Your task: Scan the entries below for the string "dorsal" and copy every line where it turns up.
━━ Stored data ━━
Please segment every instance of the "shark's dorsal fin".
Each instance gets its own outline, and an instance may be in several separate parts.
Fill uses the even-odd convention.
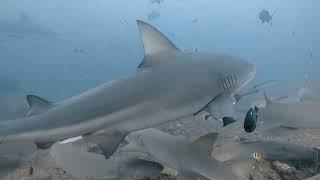
[[[264,99],[266,100],[266,107],[268,107],[272,104],[272,101],[268,98],[266,92],[264,92]]]
[[[211,155],[213,145],[215,144],[218,138],[218,133],[213,132],[203,136],[200,136],[198,139],[194,141],[196,146],[200,146],[202,149],[208,152],[208,155]]]
[[[140,37],[144,47],[144,59],[138,68],[160,64],[166,58],[156,58],[157,55],[174,53],[178,48],[159,30],[144,21],[137,21]]]
[[[159,30],[144,21],[137,21],[145,55],[176,51],[177,47]]]
[[[46,111],[52,106],[50,101],[47,101],[39,96],[27,95],[26,99],[29,105],[29,111],[26,114],[27,117]]]

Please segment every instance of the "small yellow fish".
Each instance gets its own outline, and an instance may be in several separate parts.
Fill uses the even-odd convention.
[[[263,156],[260,153],[253,153],[251,155],[254,159],[256,159],[257,161],[262,161],[263,160]]]

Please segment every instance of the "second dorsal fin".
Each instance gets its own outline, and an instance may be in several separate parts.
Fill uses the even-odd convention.
[[[50,101],[47,101],[39,96],[27,95],[26,99],[29,105],[29,111],[26,114],[27,117],[46,111],[52,106]]]

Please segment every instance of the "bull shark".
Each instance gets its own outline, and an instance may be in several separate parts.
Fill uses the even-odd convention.
[[[190,140],[157,129],[144,129],[129,134],[128,144],[108,159],[81,151],[72,144],[54,145],[50,151],[58,167],[79,178],[138,179],[162,172],[184,180],[248,179],[257,161],[250,155],[241,161],[217,161],[211,157],[216,139],[217,133]]]
[[[27,116],[0,123],[0,143],[29,141],[45,149],[102,132],[112,153],[130,132],[201,111],[233,122],[222,107],[253,79],[255,64],[225,54],[183,53],[150,24],[137,24],[144,59],[136,72],[61,102],[28,95]]]

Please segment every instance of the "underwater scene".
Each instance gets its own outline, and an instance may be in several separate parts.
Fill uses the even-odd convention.
[[[320,179],[319,7],[0,0],[0,179]]]

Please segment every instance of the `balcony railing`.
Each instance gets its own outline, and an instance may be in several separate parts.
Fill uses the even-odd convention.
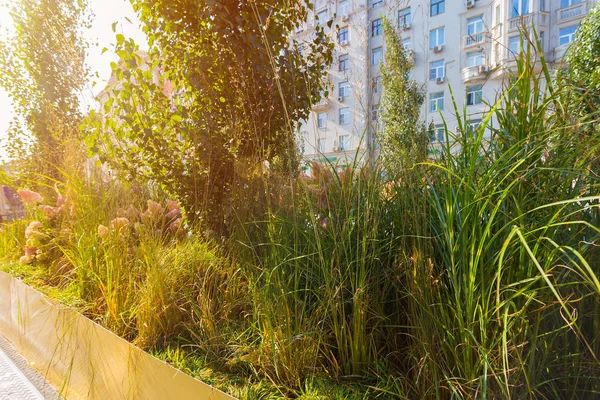
[[[312,105],[312,108],[313,108],[313,110],[324,110],[324,109],[329,108],[330,105],[331,105],[331,102],[329,101],[329,99],[322,97],[318,103],[315,103]]]
[[[560,10],[557,11],[558,21],[559,22],[566,21],[571,18],[577,18],[577,17],[583,16],[586,12],[585,5],[586,5],[586,3],[579,3],[579,4],[569,6],[569,7],[561,8]]]
[[[481,43],[485,42],[485,40],[487,38],[488,38],[487,32],[478,32],[478,33],[473,33],[471,35],[465,35],[465,36],[463,36],[464,47],[475,46],[477,44],[481,44]]]
[[[531,26],[531,21],[533,20],[533,14],[527,15],[519,15],[518,17],[511,18],[508,20],[508,30],[514,31],[519,29],[520,26]]]

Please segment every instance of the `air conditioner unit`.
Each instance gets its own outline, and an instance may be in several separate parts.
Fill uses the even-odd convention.
[[[337,140],[334,140],[334,141],[333,141],[333,148],[332,148],[332,150],[333,150],[333,151],[338,151],[338,149],[339,149],[339,147],[338,147],[338,141],[337,141]]]
[[[340,40],[340,46],[346,46],[346,45],[348,45],[347,40]]]
[[[467,8],[475,7],[475,0],[467,0]]]
[[[338,97],[338,101],[339,101],[340,103],[343,103],[343,102],[344,102],[344,97],[343,97],[343,96],[340,96],[340,97]]]
[[[435,78],[435,83],[437,83],[438,85],[440,85],[444,82],[446,82],[446,78],[443,76],[438,76],[437,78]]]
[[[409,29],[410,29],[410,23],[405,22],[405,23],[402,24],[402,30],[403,31],[407,31]]]
[[[348,22],[348,14],[342,15],[342,21],[343,22]]]
[[[490,72],[490,70],[487,65],[480,65],[479,68],[477,68],[477,72],[480,75],[484,75],[484,74],[487,74],[488,72]]]
[[[433,48],[433,52],[434,52],[434,53],[439,53],[439,52],[441,52],[442,50],[444,50],[444,45],[443,45],[443,44],[437,45],[437,46],[435,46],[435,47]]]

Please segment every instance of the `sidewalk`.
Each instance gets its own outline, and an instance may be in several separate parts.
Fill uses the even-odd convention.
[[[58,400],[56,391],[0,336],[0,400]]]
━━━
Answer:
Please segment every instance of the "shark's dorsal fin".
Please segment every instance of the "second dorsal fin".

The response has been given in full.